■ **CONJUNTO DE TAREAS**:
1. Según el fragmento sobre la ilusión perfecta, ¿en qué dos momentos de la escena nunca se encontrará esa ilusión?
2. Enumera los medios o formatos de representación que nombra el primer párrafo del fragmento sobre la ilusión perfecta.

■ **EXTRACTO DE PÁGINA**:
★ ★ ★ ★ ★ ★ ★
Los actores están sobreactuando, se prestan demasiada atención el uno al otro. En la próxima toma verás cómo esto pasa del teatro al cine… No quiero que se presten demasiada atención entre ellos, para que suene más real, más descuidado. No al estilo de la televisión.

¿Cómo no pensar al leer estas líneas en la descripción que hacía Stendhal de la «ilusión perfecta», esos momentos casi triviales en los que los personajes parecen escapar de las previsiones del dramaturgo o del guionista, y del método del actor, donde nos parece descubrir vida en la ficción?:

Nunca se encontrarán estos momentos de ilusión perfecta ni en el instante en que se comete en escena un homicidio, ni cuando los guardias acuden a detener a un personaje para llevarle a la cárcel. Ninguna de estas cosas podemos creerlas verdaderas, y nunca producen ilusión. Estos trozos no tienen otra finalidad que la de dar lugar a las escenas durante las cuales los espectadores encuentran esos medios segundos tan deliciosos.
★ ★ ★ ★ ★ ★ ★
■ **EXTRACTO DE DATOS**:
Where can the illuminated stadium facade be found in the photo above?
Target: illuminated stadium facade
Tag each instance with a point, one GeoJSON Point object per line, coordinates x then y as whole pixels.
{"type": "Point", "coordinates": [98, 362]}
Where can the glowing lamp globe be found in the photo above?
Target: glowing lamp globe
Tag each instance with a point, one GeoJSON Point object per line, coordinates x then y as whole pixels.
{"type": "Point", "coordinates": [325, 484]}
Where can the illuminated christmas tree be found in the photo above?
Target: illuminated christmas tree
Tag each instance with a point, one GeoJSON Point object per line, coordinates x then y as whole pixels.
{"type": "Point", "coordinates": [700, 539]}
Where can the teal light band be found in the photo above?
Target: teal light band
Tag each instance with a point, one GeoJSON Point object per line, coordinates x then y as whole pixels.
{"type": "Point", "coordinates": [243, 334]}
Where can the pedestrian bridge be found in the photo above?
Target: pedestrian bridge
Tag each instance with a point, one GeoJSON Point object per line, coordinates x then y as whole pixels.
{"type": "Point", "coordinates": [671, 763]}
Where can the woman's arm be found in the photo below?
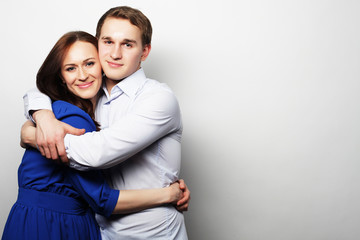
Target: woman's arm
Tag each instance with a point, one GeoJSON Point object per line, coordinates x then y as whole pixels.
{"type": "Point", "coordinates": [130, 201]}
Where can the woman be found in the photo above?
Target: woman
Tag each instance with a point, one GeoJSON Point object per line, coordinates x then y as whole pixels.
{"type": "Point", "coordinates": [54, 201]}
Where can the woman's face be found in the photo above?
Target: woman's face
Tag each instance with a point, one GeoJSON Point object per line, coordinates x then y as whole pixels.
{"type": "Point", "coordinates": [81, 70]}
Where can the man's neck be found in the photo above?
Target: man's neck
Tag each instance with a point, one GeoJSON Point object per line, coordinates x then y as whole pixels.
{"type": "Point", "coordinates": [111, 83]}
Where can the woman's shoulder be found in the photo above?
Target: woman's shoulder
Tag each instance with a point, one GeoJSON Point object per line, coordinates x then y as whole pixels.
{"type": "Point", "coordinates": [64, 110]}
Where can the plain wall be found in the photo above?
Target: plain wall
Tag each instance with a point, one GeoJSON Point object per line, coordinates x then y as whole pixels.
{"type": "Point", "coordinates": [269, 92]}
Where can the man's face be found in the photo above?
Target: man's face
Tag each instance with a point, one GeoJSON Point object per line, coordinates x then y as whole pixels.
{"type": "Point", "coordinates": [120, 48]}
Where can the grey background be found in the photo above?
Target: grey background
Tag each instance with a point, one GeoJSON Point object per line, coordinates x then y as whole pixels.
{"type": "Point", "coordinates": [269, 92]}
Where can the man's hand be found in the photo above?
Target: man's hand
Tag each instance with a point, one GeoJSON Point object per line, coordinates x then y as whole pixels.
{"type": "Point", "coordinates": [183, 204]}
{"type": "Point", "coordinates": [50, 134]}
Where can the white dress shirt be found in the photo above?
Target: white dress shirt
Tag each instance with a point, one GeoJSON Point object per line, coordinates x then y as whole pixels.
{"type": "Point", "coordinates": [141, 123]}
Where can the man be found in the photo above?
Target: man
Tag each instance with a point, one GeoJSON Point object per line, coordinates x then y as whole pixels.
{"type": "Point", "coordinates": [141, 123]}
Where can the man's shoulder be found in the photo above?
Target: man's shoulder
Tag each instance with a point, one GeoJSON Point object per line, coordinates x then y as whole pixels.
{"type": "Point", "coordinates": [151, 85]}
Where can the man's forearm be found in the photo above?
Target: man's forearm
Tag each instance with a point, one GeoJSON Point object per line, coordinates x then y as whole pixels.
{"type": "Point", "coordinates": [28, 135]}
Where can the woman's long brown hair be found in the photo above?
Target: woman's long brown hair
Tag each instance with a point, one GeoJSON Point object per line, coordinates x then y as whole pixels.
{"type": "Point", "coordinates": [48, 78]}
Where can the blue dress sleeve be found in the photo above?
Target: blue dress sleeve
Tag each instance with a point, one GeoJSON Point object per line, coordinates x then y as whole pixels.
{"type": "Point", "coordinates": [91, 185]}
★ ★ ★ ★ ★ ★ ★
■ **RESULTADOS FINALES**:
1. En el instante en que se comete en escena un homicidio y cuando los guardias acuden a detener a un personaje para llevarle a la cárcel.

2. Teatro, cine y televisión.